» Task goal: Only the lines below between the ones containing "x=112, y=151" and "x=92, y=143", inclusive, are to be reproduced, each exactly as it stands.

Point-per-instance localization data
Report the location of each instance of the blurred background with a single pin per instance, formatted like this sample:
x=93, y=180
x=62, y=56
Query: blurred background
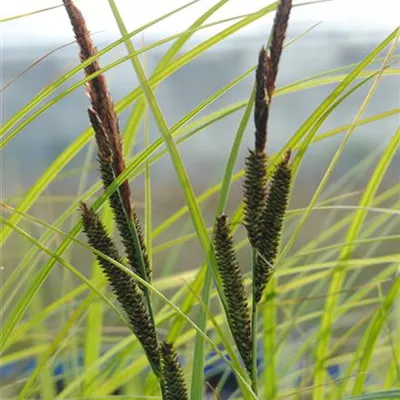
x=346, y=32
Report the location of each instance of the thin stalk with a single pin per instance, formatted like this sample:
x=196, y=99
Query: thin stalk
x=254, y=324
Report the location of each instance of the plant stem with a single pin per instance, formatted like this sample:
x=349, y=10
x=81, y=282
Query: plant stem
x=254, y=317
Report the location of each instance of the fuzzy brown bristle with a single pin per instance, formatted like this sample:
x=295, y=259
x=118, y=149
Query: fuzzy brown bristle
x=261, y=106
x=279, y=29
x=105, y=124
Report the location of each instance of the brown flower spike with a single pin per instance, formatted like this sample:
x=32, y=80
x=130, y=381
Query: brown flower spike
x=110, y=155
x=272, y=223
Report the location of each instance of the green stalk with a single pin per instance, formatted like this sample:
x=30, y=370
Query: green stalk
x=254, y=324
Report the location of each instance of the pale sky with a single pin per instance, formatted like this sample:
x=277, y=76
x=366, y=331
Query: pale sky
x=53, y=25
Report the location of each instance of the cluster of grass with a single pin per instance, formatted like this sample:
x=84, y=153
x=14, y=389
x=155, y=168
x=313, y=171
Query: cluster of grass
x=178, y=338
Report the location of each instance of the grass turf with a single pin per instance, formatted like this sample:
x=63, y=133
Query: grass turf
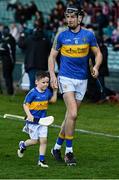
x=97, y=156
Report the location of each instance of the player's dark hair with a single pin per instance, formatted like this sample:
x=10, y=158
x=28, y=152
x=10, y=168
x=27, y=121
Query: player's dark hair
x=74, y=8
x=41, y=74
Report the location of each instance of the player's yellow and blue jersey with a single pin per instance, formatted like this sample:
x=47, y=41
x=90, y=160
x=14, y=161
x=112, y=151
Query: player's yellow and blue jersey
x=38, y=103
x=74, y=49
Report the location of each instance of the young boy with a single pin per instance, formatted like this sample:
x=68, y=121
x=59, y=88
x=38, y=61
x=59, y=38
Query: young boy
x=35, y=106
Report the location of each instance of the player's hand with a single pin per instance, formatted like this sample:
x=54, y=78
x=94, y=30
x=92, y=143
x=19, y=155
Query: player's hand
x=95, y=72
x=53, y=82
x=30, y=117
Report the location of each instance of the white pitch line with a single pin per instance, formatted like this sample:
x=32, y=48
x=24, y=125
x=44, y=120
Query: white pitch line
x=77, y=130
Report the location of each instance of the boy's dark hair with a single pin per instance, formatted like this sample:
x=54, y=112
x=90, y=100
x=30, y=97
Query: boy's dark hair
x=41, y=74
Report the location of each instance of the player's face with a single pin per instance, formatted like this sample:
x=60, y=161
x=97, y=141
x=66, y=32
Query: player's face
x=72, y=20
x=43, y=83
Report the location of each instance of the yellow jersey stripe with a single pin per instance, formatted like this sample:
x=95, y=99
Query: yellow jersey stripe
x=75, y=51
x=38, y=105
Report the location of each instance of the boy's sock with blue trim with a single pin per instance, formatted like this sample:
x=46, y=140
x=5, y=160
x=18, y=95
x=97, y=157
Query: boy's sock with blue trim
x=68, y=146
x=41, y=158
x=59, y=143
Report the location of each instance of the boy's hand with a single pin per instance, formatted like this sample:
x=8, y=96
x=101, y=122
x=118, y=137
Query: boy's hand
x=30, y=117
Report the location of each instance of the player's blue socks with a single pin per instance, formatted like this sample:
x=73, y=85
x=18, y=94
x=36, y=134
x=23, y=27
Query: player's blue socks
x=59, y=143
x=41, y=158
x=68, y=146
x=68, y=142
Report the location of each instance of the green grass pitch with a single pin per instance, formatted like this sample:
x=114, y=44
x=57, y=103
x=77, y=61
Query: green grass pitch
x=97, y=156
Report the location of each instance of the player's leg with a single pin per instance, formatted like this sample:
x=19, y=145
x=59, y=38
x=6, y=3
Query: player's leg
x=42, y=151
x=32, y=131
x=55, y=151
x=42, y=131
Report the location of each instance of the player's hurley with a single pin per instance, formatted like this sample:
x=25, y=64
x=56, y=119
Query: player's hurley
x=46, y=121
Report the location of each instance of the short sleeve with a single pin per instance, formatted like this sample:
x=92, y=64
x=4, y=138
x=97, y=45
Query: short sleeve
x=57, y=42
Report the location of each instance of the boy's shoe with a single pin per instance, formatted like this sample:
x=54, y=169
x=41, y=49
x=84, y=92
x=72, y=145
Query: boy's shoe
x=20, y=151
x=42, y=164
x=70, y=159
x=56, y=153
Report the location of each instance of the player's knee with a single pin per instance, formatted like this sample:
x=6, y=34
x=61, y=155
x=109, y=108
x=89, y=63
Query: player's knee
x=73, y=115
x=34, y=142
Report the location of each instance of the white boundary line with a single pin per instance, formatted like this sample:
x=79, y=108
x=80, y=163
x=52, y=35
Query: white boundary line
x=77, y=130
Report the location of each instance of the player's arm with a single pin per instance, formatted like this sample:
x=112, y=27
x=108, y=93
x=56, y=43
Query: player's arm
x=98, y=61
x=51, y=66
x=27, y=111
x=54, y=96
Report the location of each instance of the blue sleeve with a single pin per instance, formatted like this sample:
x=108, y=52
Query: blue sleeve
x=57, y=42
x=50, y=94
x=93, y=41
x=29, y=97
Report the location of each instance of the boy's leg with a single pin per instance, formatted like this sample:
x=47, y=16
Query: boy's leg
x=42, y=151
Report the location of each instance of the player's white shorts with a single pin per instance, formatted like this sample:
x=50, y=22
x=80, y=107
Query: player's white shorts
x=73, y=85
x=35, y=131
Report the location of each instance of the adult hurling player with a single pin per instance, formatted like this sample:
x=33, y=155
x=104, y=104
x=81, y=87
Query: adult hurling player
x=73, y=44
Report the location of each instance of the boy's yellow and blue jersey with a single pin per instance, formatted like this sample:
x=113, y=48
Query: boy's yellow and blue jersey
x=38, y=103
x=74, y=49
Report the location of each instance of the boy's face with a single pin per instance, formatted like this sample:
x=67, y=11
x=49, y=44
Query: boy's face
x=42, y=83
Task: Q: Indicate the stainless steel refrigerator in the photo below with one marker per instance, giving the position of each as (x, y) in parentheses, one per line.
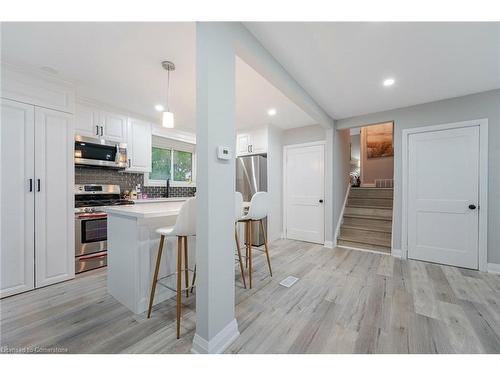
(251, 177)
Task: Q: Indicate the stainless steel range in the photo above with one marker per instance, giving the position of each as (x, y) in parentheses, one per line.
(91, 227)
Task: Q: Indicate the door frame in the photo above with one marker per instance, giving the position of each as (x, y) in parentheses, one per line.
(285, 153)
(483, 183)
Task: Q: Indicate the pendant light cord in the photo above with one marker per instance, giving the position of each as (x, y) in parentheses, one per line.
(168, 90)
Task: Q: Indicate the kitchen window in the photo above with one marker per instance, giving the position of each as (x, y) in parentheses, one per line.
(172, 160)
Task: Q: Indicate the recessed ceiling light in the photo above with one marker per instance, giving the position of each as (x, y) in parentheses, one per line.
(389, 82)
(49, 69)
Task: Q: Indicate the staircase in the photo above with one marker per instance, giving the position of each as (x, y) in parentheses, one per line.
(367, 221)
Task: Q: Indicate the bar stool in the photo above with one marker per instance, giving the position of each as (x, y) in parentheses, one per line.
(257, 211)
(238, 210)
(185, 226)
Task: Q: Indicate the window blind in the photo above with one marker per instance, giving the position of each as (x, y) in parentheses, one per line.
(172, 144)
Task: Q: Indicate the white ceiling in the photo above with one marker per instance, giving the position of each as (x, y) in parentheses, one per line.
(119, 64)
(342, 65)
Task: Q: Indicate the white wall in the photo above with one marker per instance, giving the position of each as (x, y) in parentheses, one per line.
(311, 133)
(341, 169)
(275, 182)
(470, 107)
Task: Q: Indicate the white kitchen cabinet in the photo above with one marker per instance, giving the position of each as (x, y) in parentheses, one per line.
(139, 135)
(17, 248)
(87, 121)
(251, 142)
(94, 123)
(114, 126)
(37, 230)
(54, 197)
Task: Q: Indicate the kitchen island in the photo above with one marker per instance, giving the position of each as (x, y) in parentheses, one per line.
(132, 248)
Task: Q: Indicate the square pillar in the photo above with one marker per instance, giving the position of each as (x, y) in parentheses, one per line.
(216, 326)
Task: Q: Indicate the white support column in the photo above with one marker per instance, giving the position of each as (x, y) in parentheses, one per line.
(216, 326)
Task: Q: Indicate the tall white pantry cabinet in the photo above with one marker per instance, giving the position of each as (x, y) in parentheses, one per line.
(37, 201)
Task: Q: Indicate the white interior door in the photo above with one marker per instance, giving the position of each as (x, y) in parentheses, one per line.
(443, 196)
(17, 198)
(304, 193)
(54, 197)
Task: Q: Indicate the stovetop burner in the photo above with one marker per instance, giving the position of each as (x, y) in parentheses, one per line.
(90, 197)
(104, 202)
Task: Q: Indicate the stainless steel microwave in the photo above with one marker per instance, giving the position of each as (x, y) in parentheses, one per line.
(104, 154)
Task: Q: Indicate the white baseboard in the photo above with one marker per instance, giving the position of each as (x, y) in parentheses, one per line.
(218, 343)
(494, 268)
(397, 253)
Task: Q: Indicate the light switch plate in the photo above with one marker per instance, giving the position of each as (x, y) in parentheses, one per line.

---

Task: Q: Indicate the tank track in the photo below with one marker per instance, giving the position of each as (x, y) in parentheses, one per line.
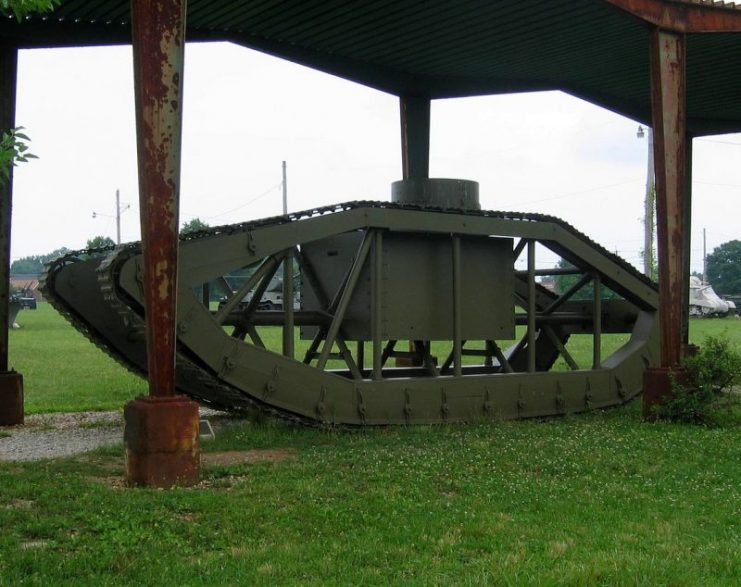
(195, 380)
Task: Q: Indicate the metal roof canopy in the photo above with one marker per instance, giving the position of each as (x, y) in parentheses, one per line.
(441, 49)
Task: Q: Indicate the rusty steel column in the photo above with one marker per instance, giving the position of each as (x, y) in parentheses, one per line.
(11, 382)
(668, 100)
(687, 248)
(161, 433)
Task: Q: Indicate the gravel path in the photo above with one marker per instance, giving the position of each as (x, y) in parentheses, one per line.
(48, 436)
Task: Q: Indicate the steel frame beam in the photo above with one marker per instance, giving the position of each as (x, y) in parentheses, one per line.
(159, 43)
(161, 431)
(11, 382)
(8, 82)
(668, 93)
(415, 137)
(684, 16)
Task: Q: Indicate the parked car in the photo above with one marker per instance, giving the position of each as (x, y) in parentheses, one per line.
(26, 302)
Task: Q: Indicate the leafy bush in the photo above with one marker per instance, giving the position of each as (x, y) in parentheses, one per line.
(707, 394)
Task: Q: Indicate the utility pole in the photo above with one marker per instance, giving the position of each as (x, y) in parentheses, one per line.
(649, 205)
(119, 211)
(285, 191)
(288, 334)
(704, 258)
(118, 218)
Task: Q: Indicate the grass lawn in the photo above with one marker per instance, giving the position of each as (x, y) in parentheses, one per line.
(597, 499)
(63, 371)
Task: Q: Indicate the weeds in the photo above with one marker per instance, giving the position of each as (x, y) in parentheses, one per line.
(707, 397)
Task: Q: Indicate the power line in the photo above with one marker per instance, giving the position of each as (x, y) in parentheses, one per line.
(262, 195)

» Problem solution:
x=112, y=151
Query: player's yellow and blue jersey
x=38, y=103
x=74, y=49
Report the location of each instance of the young boy with a single pin per instance, formatted like this sample:
x=68, y=121
x=59, y=88
x=38, y=61
x=59, y=38
Query: young boy
x=35, y=106
Report the location of each instance of the player's hand with a single pin per instance, formatted like this sample:
x=54, y=78
x=94, y=30
x=92, y=143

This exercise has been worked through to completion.